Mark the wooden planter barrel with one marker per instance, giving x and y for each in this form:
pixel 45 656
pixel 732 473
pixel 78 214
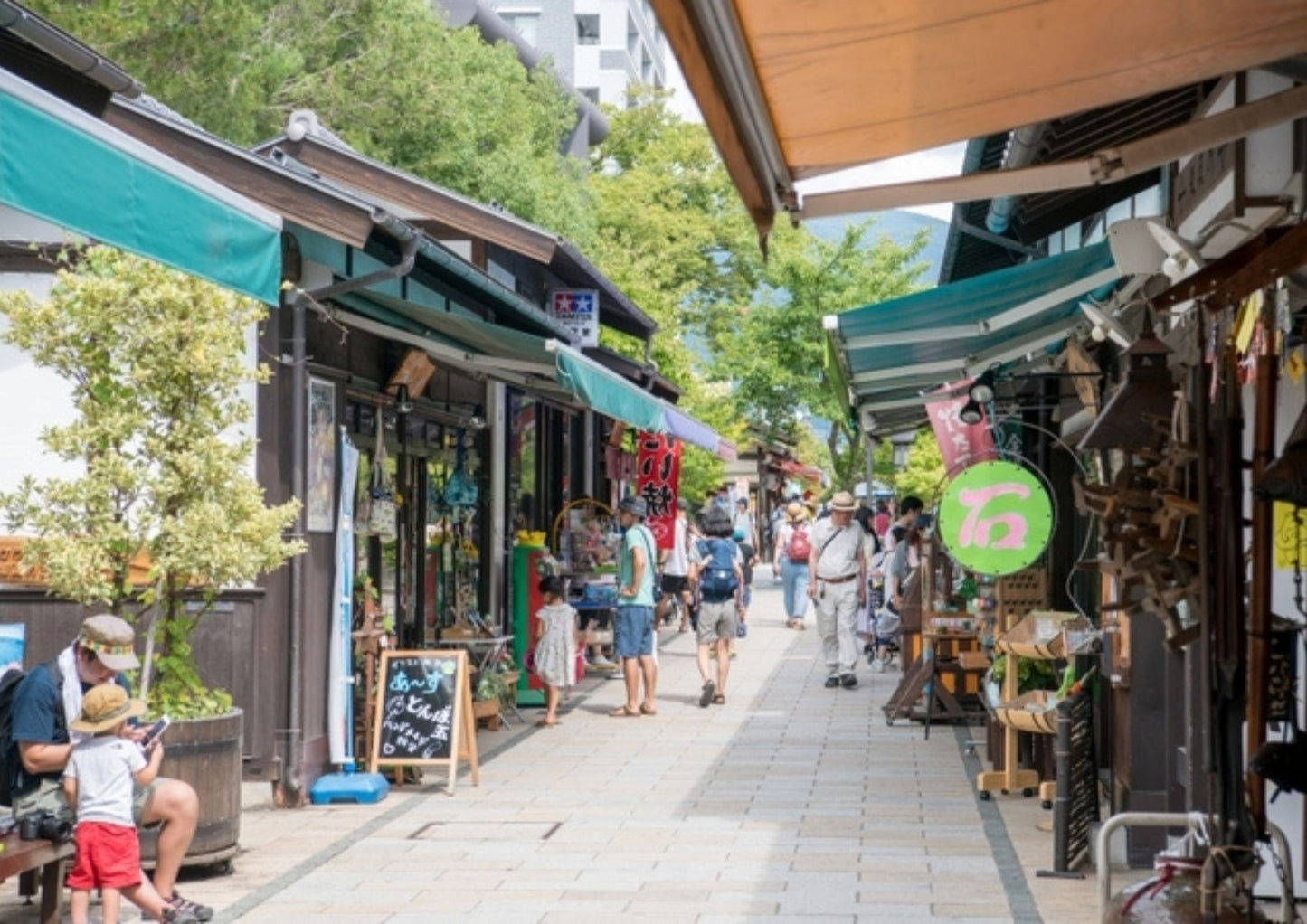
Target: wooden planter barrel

▶ _Given instruction_: Could you return every line of the listing above word for word, omitting the pictures?

▶ _Reply_:
Mark the wooden planter barrel with one marker per instance, giving x and y for each in this form:
pixel 45 656
pixel 732 473
pixel 78 214
Target: wooden planter barrel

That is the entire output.